Potongan dokumen:

○ ○ ○ ○


  2. Paritas
    Jumlah anak yang pernah dilahirkan oleh seorang wanita merupakan faktor penting dalam menentukan nasib ibu dan janin baik selama kehamilan maupun selama persalinan. Persalinan yang pertama sekali (primipara) biasanya mempunyai risiko relatif tinggi terhadap ibu dan anak, kemudian risiko ini menurun pada paritas kedua dan ketiga, dan akan meningkat lagi pada paritas keempat dan seterusnya

  3. Jarak kehamilan atau kelahiran sebelumnya
    Seorang wanita setelah melahirkan membutuhkan 2 sampai 3 tahun untuk memulihkan tubuhnya dan mempersiapkan dirinya pada persalinan berikutnya serta memberi kesempatan pada luka untuk sembuh dengan baik. Jarak persalinan yang pendek akan meningkatkan risiko terhadap ibu dan anak. Jarak kehamilan yang terlalu jauh berhubungan dengan bertambahnya umur ibu. Hal ini akan terjadi proses degeneratif, melemahnya kekuatan fungsi-fungsifungsi otot uterus dan otot panggul yang menyebabkan kekuatan tidak adekuat sehingga banyak terjadi partus lama.

  4. Pendidikan ibu
    Seseorang dengan pendidikan yang tinggi akan mudah menerima informasi-informasi kesehatan dari berbagai media dan biasanya ingin selalu berusaha mencari informasi tentang hal-hal yang berhubungan dengan kesehatan yang belum diketahuinya.

  5. Sosial ekonomi
    Pendapatan keluarga berpengaruh terhadap terjadinya partus lama sehingga perlu tindakan, seperti seksio sesarea. Dimana pendapatan rendah di bawah upah minimum propinsi (UMP). Hal ini berkaitan dengan kemampuan ekonomi untuk mengakses pelayanan kesehatan terutama dalam pemeriksaan kehamilan.

  • Faktor kesehatan
  1. Tekanan darah
    Hipertensi paling sering ditemui pada kehamilan dan merupakan salah satu tanda dari penyulit preeklamsia dan eklamsia yang merupakan indikasi persalinan seksio caesarea. Preeklamsia adalah keadaan dimana hipertensi disertai dengan proteinuria dan edema atau keduanya yang terjadi akibat kehamilan pada umur kehamilan kurang lebih dua puluh minggu. Vasospasme arteri spiralis pada preeklamsia dan eklamsia menyebabkan berkurangnya sirkulasi uteroplasenta yang akan berakibat berkurangnya nutrisi dan oksigenasi ke janin sehingga janin mengalami gangguan pertumbuhan serta hipoksia yang akhirnya dapat menyebabkan gawat janin sampai kematian sehingga untuk mempercepat persalinan harus dilakukan dengan tindakan, seperti sektio caesarea.

○ ○ ○ ○

Menurut potongan dokumen tentang faktor persalinan ini, berapa lama waktu yang dibutuhkan seorang wanita setelah melahirkan untuk memulihkan tubuhnya? Daftar berikut tidak berperan dalam hal ini.

Data berikut:
○ ○ ○ ○

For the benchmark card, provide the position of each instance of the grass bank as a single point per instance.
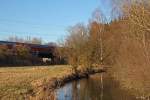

○ ○ ○ ○

Jawaban tugas:
2 sampai 3 tahun.